# Exercise objective
Read the lines below and count those that have the word "tree". Respond with the number only.

# Provided records
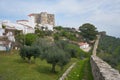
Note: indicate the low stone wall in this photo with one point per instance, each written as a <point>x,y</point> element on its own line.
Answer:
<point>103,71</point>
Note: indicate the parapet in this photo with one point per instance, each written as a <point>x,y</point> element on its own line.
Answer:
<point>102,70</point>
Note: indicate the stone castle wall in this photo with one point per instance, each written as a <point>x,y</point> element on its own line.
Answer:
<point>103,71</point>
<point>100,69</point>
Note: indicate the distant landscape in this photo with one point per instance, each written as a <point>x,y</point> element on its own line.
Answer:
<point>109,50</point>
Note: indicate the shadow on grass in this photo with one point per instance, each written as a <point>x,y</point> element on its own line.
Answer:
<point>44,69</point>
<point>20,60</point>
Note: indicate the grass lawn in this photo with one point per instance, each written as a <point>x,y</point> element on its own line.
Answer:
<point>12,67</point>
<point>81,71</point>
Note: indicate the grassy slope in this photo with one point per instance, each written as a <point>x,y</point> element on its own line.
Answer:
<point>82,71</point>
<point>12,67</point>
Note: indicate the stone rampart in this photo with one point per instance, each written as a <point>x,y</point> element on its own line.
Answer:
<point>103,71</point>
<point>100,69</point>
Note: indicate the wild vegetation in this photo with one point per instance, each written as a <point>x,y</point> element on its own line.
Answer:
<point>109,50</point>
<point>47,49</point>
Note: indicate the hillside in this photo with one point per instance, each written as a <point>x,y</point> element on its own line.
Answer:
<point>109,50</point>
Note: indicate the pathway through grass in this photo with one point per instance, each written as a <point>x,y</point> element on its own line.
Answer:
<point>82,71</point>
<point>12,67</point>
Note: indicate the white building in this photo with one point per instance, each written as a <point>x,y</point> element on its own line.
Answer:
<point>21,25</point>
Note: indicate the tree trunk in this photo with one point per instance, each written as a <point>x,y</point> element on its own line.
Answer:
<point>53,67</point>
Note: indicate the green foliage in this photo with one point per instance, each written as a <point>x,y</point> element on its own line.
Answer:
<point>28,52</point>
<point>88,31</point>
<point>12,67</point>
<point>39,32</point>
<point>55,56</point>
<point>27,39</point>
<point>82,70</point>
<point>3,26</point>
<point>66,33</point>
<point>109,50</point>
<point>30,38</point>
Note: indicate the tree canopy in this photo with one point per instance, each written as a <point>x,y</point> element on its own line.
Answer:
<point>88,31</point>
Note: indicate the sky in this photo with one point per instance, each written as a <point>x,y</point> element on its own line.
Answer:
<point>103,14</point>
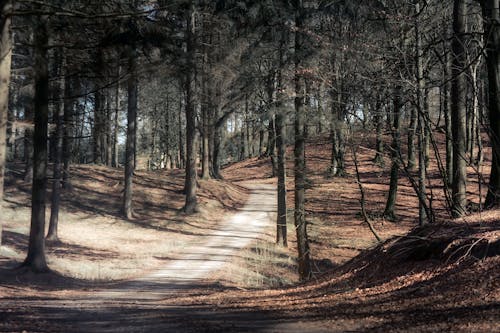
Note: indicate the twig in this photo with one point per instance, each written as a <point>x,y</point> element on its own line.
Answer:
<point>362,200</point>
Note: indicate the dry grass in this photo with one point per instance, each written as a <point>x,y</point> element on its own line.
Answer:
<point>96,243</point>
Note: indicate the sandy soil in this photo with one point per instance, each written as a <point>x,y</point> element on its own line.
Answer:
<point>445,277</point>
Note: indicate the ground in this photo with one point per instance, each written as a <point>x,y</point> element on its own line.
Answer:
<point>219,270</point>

---

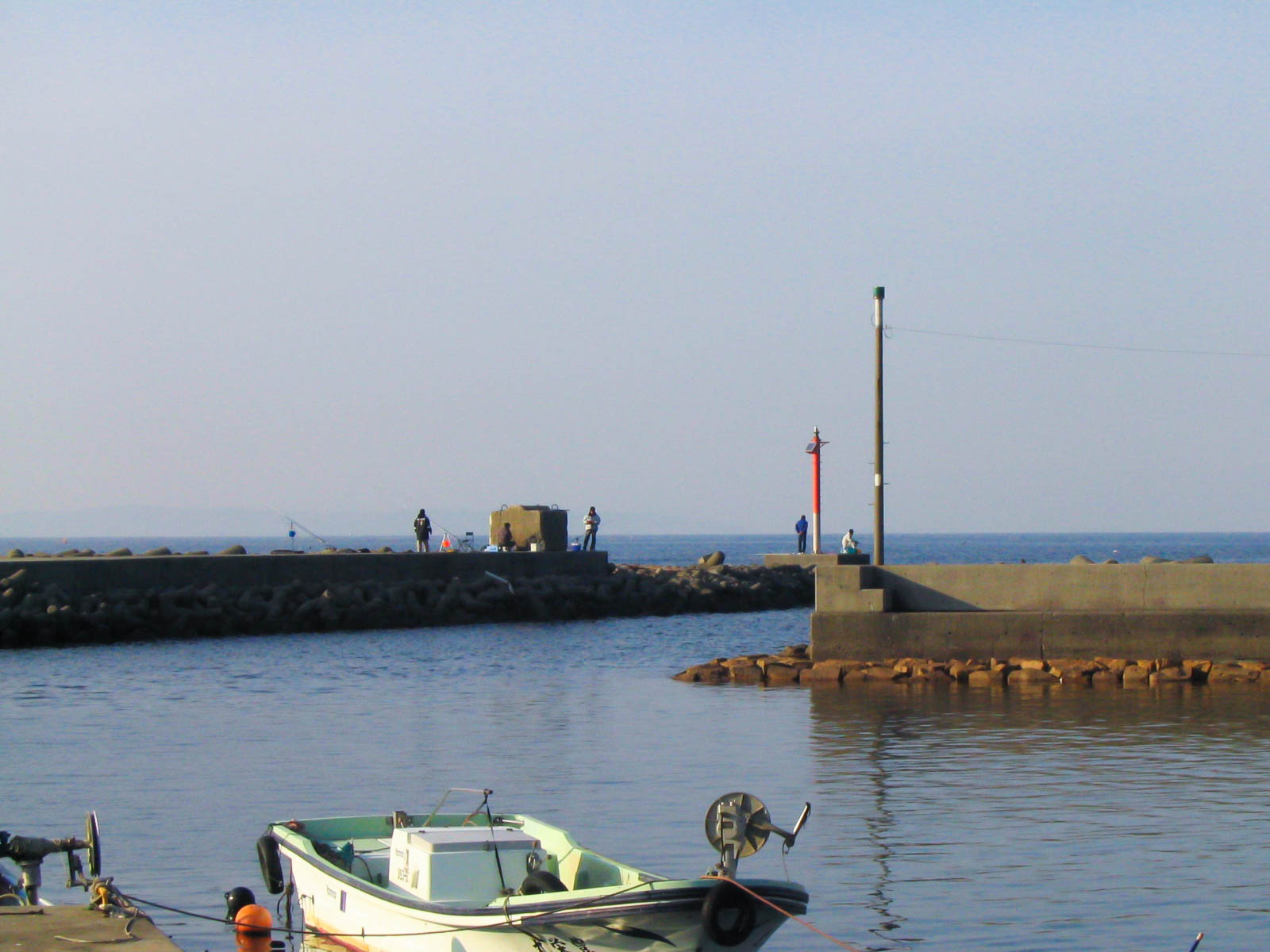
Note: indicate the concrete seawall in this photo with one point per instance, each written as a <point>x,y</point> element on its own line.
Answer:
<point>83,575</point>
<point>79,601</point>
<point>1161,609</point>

* * *

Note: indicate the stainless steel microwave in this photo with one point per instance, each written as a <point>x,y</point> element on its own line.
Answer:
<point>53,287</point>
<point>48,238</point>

# Task output
2